■ **RINGKASAN TUGAS 1**
Tuliskan bagian teks bacaan tentang kunjungan Pence yang dimulai dari "Dalam kesempatan ini, Pence" dan berlanjut sampai "dimanfaatkan dalam perdagangan.", tanpa mengubah satu kata pun.
■ **RINGKASAN TUGAS 2**
Ubah skala koordinat titik pada jawaban di semua entri dengan mengalikan setiap angkanya dengan 2,05, lalu bulatkan ke bilangan bulat terdekat. Nilai yang tepat setengah dibulatkan ke atas, sedangkan angka dalam permintaan dan contoh formatnya tetap seperti semula. Tulis ulang semua baris entri secara lengkap, termasuk permintaannya.

■ **TEKS BACAAN**
------

Dalam kesempatan ini, Pence juga menyebut Indonesia, yang merupakan negara dengan penduduk mayoritas Islam, menjadi inspirator bagi negara-negara lainnya di dunia. Bahkan Pence juga mengunjungi Masjid Istiqlal dalam lawatannya ini.

Teuku menilai, kunjungan Pence ke Masjid Istiqlal tersebut juga menunjukan pengakuan negara Barat terhadap keberhasilan dunia Islam di Indonesia yang tidak bertentangan dengan demokrasi dan modernitas.

Perdagangan RI-AS

Selain terkait Freeport dan dunia Islam, Pemerintah Indonesia dan AS sepakat untuk meningkatkan perdagangan dengan sistem bilateral, tidak multilateral. Dengan sistem ini, maka perdagangan akan lebih menguntungkan karena kedua belah pihak bisa mengetahui komoditas apa yang bisa dimanfaatkan dalam perdagangan.

------

■ **ENTRI YANG DIBERIKAN**
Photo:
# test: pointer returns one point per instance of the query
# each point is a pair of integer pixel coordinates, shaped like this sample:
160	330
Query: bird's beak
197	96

------

■ **JAWABAN LENGKAP 1**
Dalam kesempatan ini, Pence juga menyebut Indonesia, yang merupakan negara dengan penduduk mayoritas Islam, menjadi inspirator bagi negara-negara lainnya di dunia. Bahkan Pence juga mengunjungi Masjid Istiqlal dalam lawatannya ini.

Teuku menilai, kunjungan Pence ke Masjid Istiqlal tersebut juga menunjukan pengakuan negara Barat terhadap keberhasilan dunia Islam di Indonesia yang tidak bertentangan dengan demokrasi dan modernitas.

Perdagangan RI-AS

Selain terkait Freeport dan dunia Islam, Pemerintah Indonesia dan AS sepakat untuk meningkatkan perdagangan dengan sistem bilateral, tidak multilateral. Dengan sistem ini, maka perdagangan akan lebih menguntungkan karena kedua belah pihak bisa mengetahui komoditas apa yang bisa dimanfaatkan dalam perdagangan.

■ **JAWABAN LENGKAP 2**
Photo:
# test: pointer returns one point per instance of the query
# each point is a pair of integer pixel coordinates, shaped like this sample:
160	330
Query: bird's beak
404	197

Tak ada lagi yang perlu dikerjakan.